CONSIGNES:
**A.** Répondez à ces questions d'après l'extrait sur la modernisation de l'armée chinoise :
(i) Depuis quand le J-10 est-il en service ?
(ii) Quel avion le colonel Feng préfère-t-il à l'Eurofighter européen ?
(iii) En quelle année la marine chinoise a-t-elle réussi son premier « tour du monde » ?
**B.** Reprenez l'extrait sur la modernisation de l'armée chinoise à la suite de sa dernière phrase et poursuivez-le.

EXTRAIT DU DOCUMENT:
-----

Deux chasseurs J-10 en livrée bleu ciel sont présentés sur le tarmac immense et vide de cette base vouée à la défense aérienne de Pékin et du nord de la Chine, dans un rayon de 1000 kilomètres. Entré en service en mars 2003, le J-10 est le fleuron de l’aviation chinoise. On ne verra pas de pilote mais deux jeunes mécaniciens sont au garde-à-vous au pied de l’avion, tétanisés devant ces étrangers qui osent ausculter le J-10 sous toutes ses soudures. Il y a encore trois ans, photographier le J-10 était puni de prison. Le colonel Feng sourit. Il dit son admiration pour le Rafale français qu’il préfère à l’Eurofighter européen : « Mais il nous faut un avion fabriqué par la Chine. En cas de conflit, nous sommes ainsi sûrs de ne pas manquer de pièces détachées. »

 

C’est du côté de la marine que l’effort de modernisation est le plus grand, le plus évident, avec l’entrée en service du premier porte-avions chinois l’été dernier. La Chine était alors le seul membre permanent du Conseil de sécurité de l’Onu à ne pas avoir de flotte stratégique. Le rattrapage est en cours. Commencée à la fin des années 1980, cette montée en puissance rompt avec une tradition qui donnait la priorité aux forces terrestres. La marine chinoise a réussi son premier “tour du monde” en 2002, changeant la donne régionale. « La Chine passe d’une marine de cabotage à une marine de haute mer, pour le contrôle de zone et l’intervention », souligne un attaché de défense à Pékin.

-----

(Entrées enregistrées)
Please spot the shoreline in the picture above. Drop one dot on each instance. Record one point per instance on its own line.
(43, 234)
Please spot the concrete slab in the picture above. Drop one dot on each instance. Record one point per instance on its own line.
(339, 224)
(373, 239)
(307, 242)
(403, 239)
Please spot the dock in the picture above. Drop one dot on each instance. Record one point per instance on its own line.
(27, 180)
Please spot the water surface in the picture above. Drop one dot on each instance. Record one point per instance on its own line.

-----

RÉPONSES:
**A.**
(i) Depuis mars 2003.
(ii) Le Rafale français.
(iii) En 2002.

**B.**
La base navale Wusong assure le soutien de la flotte affectée en “mer de l’Est”. Le nombre de bâtiments de guerre en service dans cette zone est “secret défense” mais la frégate lance-missiles n° 539 Anqing en fait partie. Ce bâtiment lourd de 2 400 tonnes est à quai. Son équipage (150 marins), en tenue impeccable, nous attend, aux ordres du pacha, le capitaine de vaisseau Zhao Bi Fei, 35ans.

 

« Nous faisons entre 180 et 200 jours de mer par an. » Faut-il le croire ? L’officier aligne les chiffres et semble réciter le Livre blanc sur la défense chinoise de mars 2011. Sa frégate paraît trop neuve. « Elle a été repeinte l’an dernier ! » À regarder de près, on ne voit aucune trace d’usure mécanique, ni sur les tubes de roquette ni sur les saisines d’hélicoptère. La salle d’opérations ressemble à un décor d’exposition navale et les sièges sortent à peine de leur housse de livraison. « Ce bateau n’a pas navigué depuis longtemps », me confie plus tard un attaché naval, amusé.

 

Le porte-avions “Shi-Lang” va “projeter” la puissance chinoise

 

Avec sa technologie de la fin des années1980 et une activité opérationnelle probablement très réduite, la frégate Anqing illustre l’état actuel de la flotte chinoise : matériels rustiques, capacités limitées. Fierté de tous, le porte-avions Shi-Lang est le symbole du grand bond en avant de l’armée chinoise. Mis sur cale en 1985 en Ukraine, entré en service dans la marine russe en 1991, l’ancien Admiral-Kouznetsov fut racheté par la Chine en 2000. Ce bâtiment de 60000 tonnes à pleine charge (304 mètres de long), capable d’accueillir 22 avions, sert pour l’instant de plate-forme d’essais. Aucun étranger ne peut encore le voir. Le Shi-Lang annonce pourtant la nouvelle ambition océanique des Chinois, leur volonté de “projection de puissance”. Deux autres porte-avions devraient être commandés.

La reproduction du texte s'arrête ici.